▸ Requirement
List every line in the records below that contains the string "door", treating uppercase and lowercase as different.

▸ Records supplied
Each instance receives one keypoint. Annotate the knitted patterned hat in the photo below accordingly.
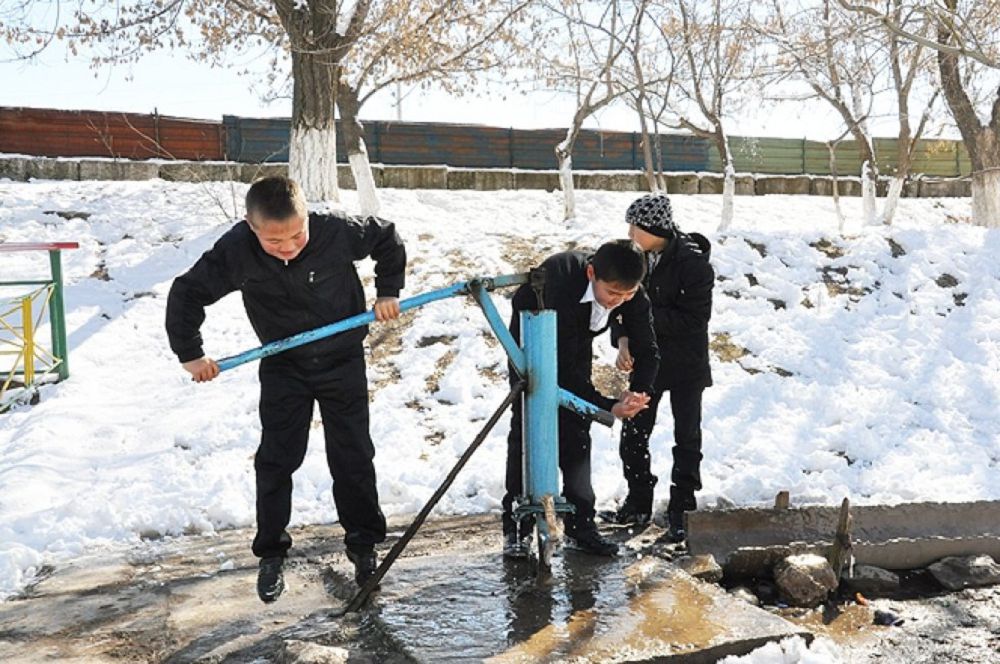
(652, 213)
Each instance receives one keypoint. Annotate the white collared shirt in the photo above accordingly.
(598, 313)
(652, 259)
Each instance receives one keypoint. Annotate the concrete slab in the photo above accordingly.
(906, 536)
(672, 618)
(451, 596)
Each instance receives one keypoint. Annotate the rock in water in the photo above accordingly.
(805, 580)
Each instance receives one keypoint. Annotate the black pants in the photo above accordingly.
(574, 462)
(685, 477)
(287, 392)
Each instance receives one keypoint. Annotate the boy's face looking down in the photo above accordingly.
(610, 294)
(646, 240)
(282, 238)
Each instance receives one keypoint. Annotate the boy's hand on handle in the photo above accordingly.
(386, 308)
(629, 404)
(202, 370)
(624, 361)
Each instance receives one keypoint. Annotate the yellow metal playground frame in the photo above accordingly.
(22, 315)
(20, 340)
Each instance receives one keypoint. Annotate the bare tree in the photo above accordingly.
(583, 63)
(448, 42)
(710, 59)
(317, 34)
(838, 64)
(909, 63)
(966, 38)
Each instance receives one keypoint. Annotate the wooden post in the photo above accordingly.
(840, 551)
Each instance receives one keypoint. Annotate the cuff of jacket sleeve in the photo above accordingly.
(190, 355)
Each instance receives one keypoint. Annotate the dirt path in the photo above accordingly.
(450, 597)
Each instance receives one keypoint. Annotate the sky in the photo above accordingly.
(175, 85)
(865, 374)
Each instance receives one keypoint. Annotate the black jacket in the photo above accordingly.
(680, 290)
(565, 284)
(317, 287)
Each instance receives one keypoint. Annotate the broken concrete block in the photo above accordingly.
(872, 581)
(805, 580)
(745, 594)
(701, 567)
(957, 572)
(303, 652)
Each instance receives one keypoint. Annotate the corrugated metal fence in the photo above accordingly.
(56, 133)
(47, 132)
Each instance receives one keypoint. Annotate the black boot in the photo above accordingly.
(516, 547)
(365, 563)
(637, 509)
(675, 527)
(592, 542)
(681, 500)
(270, 579)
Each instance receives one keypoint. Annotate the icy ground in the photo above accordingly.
(863, 365)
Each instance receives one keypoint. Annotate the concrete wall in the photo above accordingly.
(444, 177)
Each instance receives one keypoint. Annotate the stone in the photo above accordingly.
(872, 581)
(805, 579)
(14, 168)
(682, 183)
(415, 177)
(701, 567)
(547, 180)
(957, 572)
(197, 171)
(303, 652)
(745, 594)
(709, 183)
(253, 172)
(52, 169)
(746, 185)
(104, 169)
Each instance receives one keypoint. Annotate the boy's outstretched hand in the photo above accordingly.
(386, 308)
(629, 404)
(624, 361)
(202, 370)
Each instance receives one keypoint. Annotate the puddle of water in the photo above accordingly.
(478, 606)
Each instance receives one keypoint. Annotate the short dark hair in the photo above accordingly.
(620, 262)
(275, 198)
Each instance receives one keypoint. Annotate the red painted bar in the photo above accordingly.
(37, 246)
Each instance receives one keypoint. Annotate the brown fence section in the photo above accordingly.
(57, 133)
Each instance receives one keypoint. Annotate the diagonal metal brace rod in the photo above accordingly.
(302, 338)
(359, 598)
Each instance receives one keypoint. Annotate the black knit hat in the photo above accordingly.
(653, 214)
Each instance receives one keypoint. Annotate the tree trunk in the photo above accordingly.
(312, 149)
(566, 183)
(892, 199)
(986, 198)
(357, 152)
(835, 184)
(647, 151)
(564, 156)
(981, 141)
(869, 178)
(729, 178)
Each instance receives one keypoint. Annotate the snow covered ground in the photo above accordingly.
(865, 365)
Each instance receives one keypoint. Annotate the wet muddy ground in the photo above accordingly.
(449, 598)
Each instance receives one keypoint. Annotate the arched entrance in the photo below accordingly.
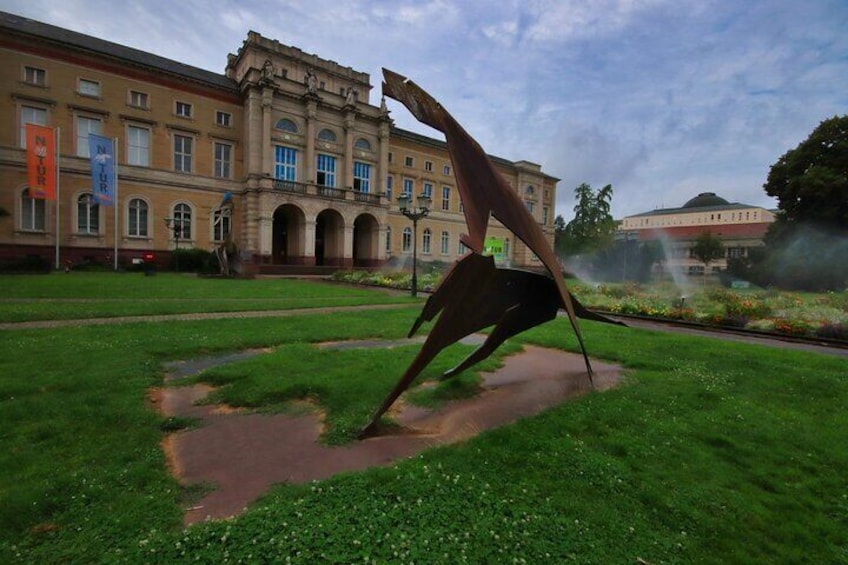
(289, 235)
(366, 231)
(329, 238)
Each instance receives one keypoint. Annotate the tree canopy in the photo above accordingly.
(593, 227)
(807, 246)
(810, 182)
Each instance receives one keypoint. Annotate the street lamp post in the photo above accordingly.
(415, 213)
(176, 228)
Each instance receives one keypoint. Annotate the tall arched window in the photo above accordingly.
(88, 215)
(327, 135)
(285, 124)
(32, 212)
(407, 240)
(137, 221)
(182, 221)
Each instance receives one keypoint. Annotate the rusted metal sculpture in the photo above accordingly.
(475, 294)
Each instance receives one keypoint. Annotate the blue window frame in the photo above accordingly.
(326, 170)
(285, 163)
(361, 176)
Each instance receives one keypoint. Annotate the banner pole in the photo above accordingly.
(58, 138)
(115, 203)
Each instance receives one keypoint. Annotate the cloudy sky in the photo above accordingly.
(663, 99)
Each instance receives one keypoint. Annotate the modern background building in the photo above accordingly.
(313, 163)
(739, 227)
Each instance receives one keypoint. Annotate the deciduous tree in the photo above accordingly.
(593, 227)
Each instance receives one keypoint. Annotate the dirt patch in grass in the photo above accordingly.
(244, 453)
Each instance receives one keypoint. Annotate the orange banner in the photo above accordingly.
(41, 162)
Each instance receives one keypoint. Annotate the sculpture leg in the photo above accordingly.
(426, 354)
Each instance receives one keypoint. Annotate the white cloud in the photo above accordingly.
(661, 98)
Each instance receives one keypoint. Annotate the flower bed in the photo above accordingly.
(823, 315)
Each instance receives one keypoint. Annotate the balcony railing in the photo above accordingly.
(366, 197)
(290, 186)
(330, 192)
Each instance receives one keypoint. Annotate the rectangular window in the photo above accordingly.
(361, 177)
(137, 220)
(220, 225)
(326, 171)
(223, 160)
(139, 99)
(32, 213)
(138, 146)
(86, 126)
(285, 163)
(182, 109)
(36, 76)
(224, 119)
(88, 215)
(31, 115)
(89, 88)
(182, 153)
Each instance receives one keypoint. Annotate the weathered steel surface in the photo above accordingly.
(475, 294)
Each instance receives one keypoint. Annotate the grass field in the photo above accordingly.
(710, 452)
(105, 295)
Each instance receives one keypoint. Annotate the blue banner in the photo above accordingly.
(102, 153)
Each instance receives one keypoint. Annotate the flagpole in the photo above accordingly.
(115, 203)
(58, 138)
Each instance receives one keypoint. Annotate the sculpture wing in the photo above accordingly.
(483, 190)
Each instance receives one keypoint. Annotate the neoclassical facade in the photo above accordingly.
(740, 227)
(306, 152)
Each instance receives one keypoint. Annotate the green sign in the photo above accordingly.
(494, 246)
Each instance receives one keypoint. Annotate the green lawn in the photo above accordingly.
(102, 295)
(710, 452)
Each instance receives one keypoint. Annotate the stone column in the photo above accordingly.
(253, 133)
(381, 242)
(347, 253)
(311, 116)
(349, 122)
(309, 241)
(267, 155)
(383, 162)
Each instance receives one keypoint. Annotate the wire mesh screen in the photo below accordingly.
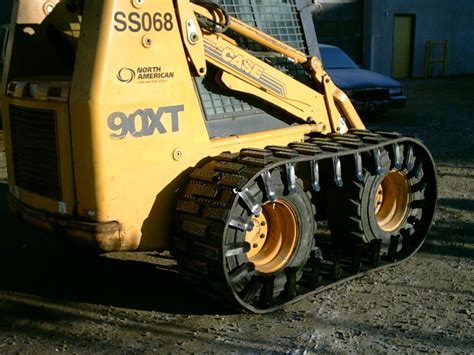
(279, 18)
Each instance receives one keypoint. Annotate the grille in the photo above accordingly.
(371, 94)
(279, 18)
(35, 155)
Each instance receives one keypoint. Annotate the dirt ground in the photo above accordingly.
(54, 299)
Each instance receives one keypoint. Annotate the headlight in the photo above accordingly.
(395, 91)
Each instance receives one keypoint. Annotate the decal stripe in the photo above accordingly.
(265, 80)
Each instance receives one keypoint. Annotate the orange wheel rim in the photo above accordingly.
(273, 238)
(392, 200)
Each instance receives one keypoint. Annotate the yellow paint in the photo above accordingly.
(144, 80)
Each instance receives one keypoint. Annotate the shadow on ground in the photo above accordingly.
(33, 262)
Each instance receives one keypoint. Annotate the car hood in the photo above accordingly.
(360, 78)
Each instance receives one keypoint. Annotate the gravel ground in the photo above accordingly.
(53, 299)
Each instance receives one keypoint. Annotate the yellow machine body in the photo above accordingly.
(129, 122)
(110, 143)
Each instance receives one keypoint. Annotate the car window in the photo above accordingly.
(335, 58)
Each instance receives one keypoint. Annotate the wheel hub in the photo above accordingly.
(392, 200)
(273, 237)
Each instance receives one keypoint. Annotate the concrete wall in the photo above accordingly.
(436, 20)
(5, 11)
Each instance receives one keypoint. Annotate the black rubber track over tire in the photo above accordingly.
(351, 208)
(243, 282)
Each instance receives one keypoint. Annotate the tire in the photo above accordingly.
(381, 206)
(291, 218)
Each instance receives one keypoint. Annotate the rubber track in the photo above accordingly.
(212, 191)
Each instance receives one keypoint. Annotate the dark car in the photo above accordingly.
(371, 93)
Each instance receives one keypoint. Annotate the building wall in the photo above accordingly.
(436, 20)
(5, 11)
(340, 23)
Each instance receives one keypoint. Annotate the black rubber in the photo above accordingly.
(226, 191)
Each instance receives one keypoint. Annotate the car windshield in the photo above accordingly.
(335, 58)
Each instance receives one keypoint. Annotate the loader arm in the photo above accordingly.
(327, 111)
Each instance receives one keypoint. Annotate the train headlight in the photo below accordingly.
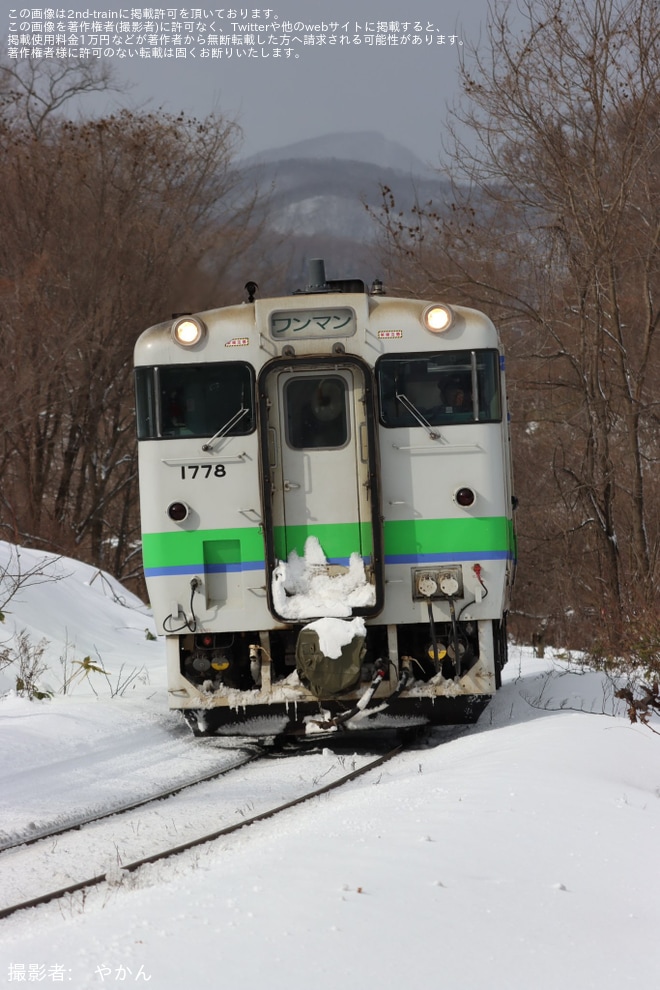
(188, 331)
(438, 318)
(465, 497)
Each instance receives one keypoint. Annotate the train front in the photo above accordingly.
(326, 510)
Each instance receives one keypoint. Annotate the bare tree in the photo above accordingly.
(109, 225)
(555, 228)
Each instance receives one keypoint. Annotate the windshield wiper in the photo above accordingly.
(416, 414)
(222, 432)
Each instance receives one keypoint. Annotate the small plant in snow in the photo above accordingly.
(28, 658)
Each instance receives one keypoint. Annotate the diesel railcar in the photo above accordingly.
(327, 509)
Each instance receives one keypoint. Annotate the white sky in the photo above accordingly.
(399, 91)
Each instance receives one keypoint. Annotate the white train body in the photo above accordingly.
(326, 504)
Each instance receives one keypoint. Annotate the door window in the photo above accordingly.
(316, 412)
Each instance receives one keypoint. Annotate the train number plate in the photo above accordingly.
(191, 472)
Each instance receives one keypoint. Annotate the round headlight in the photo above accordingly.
(188, 331)
(438, 318)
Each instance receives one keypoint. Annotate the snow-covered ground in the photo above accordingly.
(519, 854)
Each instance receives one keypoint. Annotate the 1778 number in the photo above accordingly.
(193, 471)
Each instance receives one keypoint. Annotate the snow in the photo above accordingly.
(519, 853)
(303, 587)
(335, 634)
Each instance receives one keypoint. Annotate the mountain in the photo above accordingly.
(325, 190)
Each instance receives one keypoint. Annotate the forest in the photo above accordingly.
(110, 224)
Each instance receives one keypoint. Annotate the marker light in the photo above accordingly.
(178, 511)
(438, 318)
(465, 497)
(188, 331)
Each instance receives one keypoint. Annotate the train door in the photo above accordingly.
(319, 442)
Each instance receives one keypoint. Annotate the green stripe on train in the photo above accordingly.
(187, 546)
(423, 536)
(402, 537)
(338, 540)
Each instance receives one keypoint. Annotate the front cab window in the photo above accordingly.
(442, 389)
(180, 401)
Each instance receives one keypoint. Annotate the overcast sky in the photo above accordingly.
(401, 90)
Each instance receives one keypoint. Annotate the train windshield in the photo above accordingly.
(439, 389)
(195, 400)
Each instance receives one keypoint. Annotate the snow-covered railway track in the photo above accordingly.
(78, 821)
(106, 850)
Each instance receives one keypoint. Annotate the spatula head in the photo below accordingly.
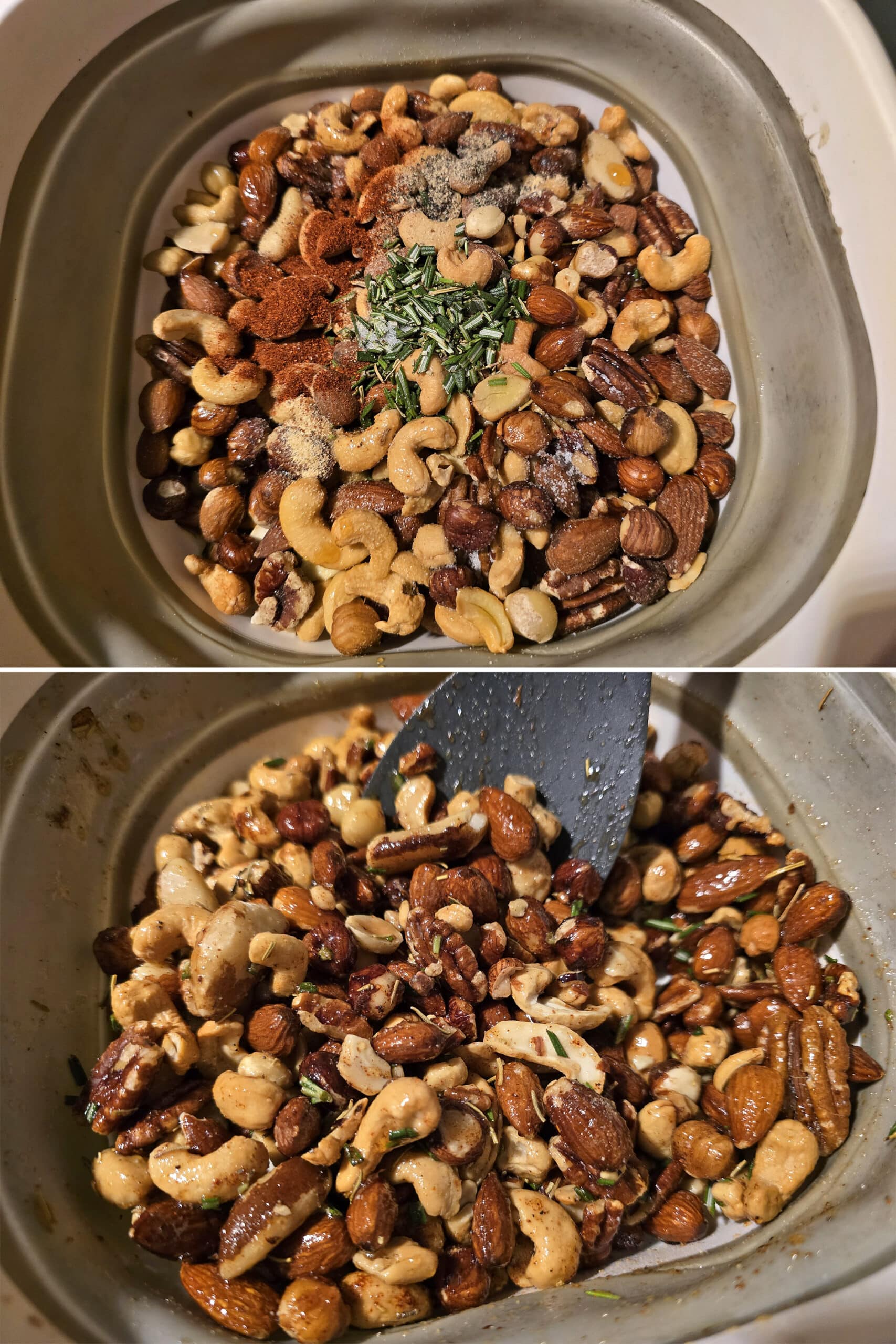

▸ Finished exercise
Each instance receives one keypoint. Annotate the door window in the photo above accordingly.
Each instance receives one keypoint. Annotate the train door in the photo above accordingly.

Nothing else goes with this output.